=== TEXT EXTRACT ===
• • • • •

13

I have redesigned my database structure to use PRIMARY and FOREIGN KEYs to link the entries in my 3 tables together, and I am having problems trying to write queries to select data in one table given data in a another table. Here is an example of my 3 CREATE TABLE statements:

CREATE TABLE IF NOT EXISTS players (
    id INT(10) NOT NULL AUTO_INCREMENT,
    username VARCHAR(16) NOT NULL, 
    uuid VARCHAR(200) NOT NULL DEFAULT 0,
    joined TIMESTAMP DEFAULT 0,
    last_seen TIMESTAMP DEFAULT 0,
    PRIMARY KEY (id)

• • • • •

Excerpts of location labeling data
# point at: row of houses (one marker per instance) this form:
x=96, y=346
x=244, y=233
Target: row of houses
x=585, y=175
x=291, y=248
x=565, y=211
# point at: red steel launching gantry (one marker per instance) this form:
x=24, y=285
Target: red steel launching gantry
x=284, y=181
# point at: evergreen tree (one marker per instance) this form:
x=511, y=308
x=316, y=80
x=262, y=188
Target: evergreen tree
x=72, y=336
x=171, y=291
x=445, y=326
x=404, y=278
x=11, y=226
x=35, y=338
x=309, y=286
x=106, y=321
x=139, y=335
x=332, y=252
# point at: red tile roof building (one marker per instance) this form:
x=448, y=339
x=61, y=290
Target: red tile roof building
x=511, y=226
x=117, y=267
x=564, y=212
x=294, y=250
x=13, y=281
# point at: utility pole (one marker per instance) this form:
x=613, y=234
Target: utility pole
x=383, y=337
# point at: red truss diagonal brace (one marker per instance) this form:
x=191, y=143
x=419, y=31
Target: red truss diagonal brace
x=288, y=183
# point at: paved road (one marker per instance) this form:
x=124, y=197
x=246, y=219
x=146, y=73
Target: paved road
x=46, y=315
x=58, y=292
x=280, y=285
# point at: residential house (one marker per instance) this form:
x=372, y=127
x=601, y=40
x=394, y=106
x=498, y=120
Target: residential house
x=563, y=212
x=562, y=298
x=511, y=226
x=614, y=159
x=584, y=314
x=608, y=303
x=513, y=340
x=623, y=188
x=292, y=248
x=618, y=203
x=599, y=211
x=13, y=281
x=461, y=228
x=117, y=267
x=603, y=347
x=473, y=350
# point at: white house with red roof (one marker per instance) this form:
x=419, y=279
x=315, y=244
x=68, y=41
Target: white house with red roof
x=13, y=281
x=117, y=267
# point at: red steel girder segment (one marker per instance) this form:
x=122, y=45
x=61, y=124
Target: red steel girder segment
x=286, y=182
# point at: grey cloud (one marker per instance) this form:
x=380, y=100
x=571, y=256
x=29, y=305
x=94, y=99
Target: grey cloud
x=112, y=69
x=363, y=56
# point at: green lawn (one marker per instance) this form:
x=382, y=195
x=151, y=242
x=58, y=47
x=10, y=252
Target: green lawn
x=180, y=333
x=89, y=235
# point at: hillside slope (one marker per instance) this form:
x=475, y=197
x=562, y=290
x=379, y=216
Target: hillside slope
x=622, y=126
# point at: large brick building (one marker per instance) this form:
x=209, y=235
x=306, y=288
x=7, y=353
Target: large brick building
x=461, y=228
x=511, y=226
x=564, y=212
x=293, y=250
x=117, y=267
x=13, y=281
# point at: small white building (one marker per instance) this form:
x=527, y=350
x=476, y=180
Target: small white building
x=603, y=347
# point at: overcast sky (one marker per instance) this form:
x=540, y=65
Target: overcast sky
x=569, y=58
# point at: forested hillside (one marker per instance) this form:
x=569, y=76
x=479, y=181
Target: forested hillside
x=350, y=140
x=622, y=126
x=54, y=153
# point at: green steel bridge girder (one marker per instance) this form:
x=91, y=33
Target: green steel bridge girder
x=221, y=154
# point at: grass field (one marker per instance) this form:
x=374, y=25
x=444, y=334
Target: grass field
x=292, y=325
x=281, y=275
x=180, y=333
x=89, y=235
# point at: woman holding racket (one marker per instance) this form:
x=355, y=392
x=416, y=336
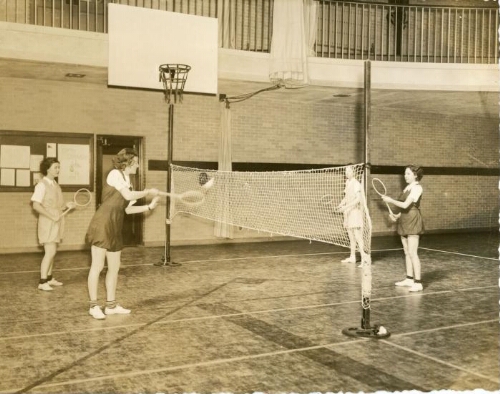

• • • • •

=== CHALLENGE 1 ===
In the database question, what data type is declared for the username column in the players table?
=== CHALLENGE 2 ===
Retype the database question from "CREATE TABLE IF" up to and including "PRIMARY KEY (id)".

=== CORRECT OUTPUT 1 ===
VARCHAR(16)

=== CORRECT OUTPUT 2 ===
CREATE TABLE IF NOT EXISTS players (
    id INT(10) NOT NULL AUTO_INCREMENT,
    username VARCHAR(16) NOT NULL, 
    uuid VARCHAR(200) NOT NULL DEFAULT 0,
    joined TIMESTAMP DEFAULT 0,
    last_seen TIMESTAMP DEFAULT 0,
    PRIMARY KEY (id)